## Testo fornito
· · · · ·

Condividi |

Giustizia e integrazione europea

Pier Giuseppe Monasteri
Ordinario di Diritto Civile - Università di Torino

1. La situazione della giustizia civile e commerciale.

La mondializzazione dell’economia e l’integrazione politico-economica dell’ Europa rendono globali non solo il mercato dei beni, ma anche quello dei servizi. In questo quadro, secondo le linee guida già delineate nel Rapporto dello scorso anno, la giustizia civile ha la caratteristica di essere un servizio chiave per la coesione della società e per il funzionamento dei mercati. Dal punto di vista di una visione liberale dei processi di trasformazione vi sono due variabili chiave da analizzare in tale contesto di globalizzazione del diritto e della giustizia: l’efficienza e la flessibilità. Efficienza intesa come capacità del sistema giustizia di allocare i diritti in seguito a situazioni di conflitto, e quindi sua capacità di tutelare i diritti individuali, di sanzionare gli illeciti civili, e di far eseguire i contratti. Flessibilità intesa come capacità del sistema di produzione. Il nostro rapporto annuale intende, perciò, spingersi al di là del dato formale della recezione delle norme europee nella direzione della misurazione empirica di tali variabili. Il rapporto dello scorso hanno aveva evidenziato la situazione patologica del sistema italiano, rispetto agli altri sistemi europei, contraddistinta dalla presenza di un numero esorbitante di giudizi "pendenti":

     

  • primo grado: 3.200.000 giudizi pendenti rispetto a 1.451.000 cause sopravvenute

     

  • secondo grado: in appello pendono 266.000 giudizi

     

  • cassazione: 42.000 pendenze rispetto ad un numero di decisioni annue che si attesta sulle 30.000 unità.

· · · · ·

## Problema posto
Quali sono le due variabili chiave da analizzare secondo il testo su giustizia e integrazione europea? I dati non servono per svolgere il compito.

## Righe di dati

· · · · ·

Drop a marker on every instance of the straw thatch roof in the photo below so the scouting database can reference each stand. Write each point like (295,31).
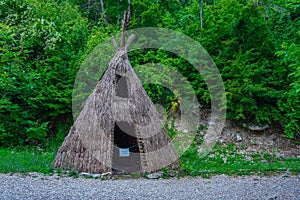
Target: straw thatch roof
(118,114)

· · · · ·

## Risposta completa
L'efficienza e la flessibilità.